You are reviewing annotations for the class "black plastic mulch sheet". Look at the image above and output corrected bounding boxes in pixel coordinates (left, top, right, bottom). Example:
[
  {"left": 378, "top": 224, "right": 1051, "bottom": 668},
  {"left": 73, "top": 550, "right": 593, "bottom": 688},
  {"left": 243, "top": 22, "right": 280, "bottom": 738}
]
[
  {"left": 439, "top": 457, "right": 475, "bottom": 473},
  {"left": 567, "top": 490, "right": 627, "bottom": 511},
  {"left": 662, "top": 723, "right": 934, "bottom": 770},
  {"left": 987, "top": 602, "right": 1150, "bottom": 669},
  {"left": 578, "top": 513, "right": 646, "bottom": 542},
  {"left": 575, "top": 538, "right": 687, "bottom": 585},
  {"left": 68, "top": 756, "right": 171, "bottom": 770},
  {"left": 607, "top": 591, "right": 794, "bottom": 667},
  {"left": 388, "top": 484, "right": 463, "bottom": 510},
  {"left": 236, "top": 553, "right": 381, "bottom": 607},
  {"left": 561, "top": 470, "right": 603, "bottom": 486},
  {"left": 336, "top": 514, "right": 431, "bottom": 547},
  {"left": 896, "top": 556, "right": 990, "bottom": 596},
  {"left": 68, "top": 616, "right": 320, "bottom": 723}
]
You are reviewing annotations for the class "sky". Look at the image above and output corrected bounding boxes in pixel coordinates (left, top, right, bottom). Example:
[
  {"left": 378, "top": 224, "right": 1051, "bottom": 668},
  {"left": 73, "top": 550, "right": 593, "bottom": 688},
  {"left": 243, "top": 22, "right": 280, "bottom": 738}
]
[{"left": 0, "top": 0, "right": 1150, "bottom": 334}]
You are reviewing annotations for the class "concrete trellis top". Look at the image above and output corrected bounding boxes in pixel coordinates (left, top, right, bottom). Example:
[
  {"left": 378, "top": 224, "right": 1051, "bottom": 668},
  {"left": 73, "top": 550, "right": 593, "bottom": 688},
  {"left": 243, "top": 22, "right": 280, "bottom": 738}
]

EXERCISE OBJECTIVE: Report each line above that contains the string "reviewing", reproducing every such line in full. Letter case matters when matching.

RESPONSE:
You are reviewing annotations for the class "black plastic mulch sheet". Look at the image above and output corrected bounding boxes in pixel coordinates (left, top, right, bottom). Example:
You are reviewing annotations for the class "sky". Look at the image above and output corrected bounding boxes in pixel coordinates (left, top, right, bottom). Example:
You are reviewing annotations for the class "concrete trellis top". Look at the image above and output corrected bounding boxes in pixel coordinates (left, top, right, bottom). Example:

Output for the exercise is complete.